# YOUR TASK:
Only the number should be given: how many lines below contain "forest".

# STUDY MATERIAL:
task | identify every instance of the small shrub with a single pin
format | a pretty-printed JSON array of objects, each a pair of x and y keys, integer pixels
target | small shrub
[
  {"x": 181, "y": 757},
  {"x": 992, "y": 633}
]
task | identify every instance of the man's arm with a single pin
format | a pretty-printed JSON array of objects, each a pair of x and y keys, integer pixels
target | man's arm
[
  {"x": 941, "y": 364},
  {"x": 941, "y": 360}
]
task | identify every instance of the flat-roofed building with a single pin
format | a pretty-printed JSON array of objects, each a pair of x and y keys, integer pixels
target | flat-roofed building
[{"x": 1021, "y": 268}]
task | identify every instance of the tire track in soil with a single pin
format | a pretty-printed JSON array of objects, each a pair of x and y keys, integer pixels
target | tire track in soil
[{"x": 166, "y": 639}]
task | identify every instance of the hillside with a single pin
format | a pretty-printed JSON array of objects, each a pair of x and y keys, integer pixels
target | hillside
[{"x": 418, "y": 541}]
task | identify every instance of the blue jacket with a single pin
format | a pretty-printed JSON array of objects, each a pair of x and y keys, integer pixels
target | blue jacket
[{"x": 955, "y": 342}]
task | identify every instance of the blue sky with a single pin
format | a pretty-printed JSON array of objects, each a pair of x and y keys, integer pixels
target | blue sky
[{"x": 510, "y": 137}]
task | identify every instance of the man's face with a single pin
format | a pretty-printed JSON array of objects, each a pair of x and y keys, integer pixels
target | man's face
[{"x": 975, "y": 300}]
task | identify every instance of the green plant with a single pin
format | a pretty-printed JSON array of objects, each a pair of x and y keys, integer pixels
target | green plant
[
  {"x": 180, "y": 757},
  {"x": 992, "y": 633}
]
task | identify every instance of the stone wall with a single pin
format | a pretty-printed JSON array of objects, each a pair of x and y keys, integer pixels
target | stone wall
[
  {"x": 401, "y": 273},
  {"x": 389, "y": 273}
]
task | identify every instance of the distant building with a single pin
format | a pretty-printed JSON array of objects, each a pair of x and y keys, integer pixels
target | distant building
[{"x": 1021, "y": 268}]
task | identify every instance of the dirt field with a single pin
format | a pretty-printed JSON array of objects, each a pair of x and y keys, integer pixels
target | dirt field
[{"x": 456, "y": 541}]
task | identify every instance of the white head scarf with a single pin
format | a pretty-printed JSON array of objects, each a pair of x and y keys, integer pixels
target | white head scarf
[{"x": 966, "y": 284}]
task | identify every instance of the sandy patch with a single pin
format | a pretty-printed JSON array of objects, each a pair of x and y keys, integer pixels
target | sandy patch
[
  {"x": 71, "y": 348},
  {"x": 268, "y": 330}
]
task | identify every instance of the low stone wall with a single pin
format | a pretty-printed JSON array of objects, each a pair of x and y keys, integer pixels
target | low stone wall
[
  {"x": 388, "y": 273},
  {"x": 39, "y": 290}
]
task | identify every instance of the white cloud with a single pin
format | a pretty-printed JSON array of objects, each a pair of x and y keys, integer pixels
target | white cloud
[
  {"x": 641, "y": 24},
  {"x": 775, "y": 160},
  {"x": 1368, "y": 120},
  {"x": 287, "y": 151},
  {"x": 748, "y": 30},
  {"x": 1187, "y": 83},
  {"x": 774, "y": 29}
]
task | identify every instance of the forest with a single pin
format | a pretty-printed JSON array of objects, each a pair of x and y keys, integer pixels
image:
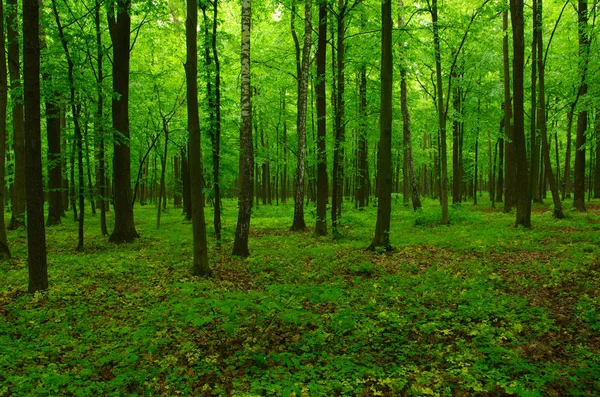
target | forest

# EXPECTED ANSWER:
2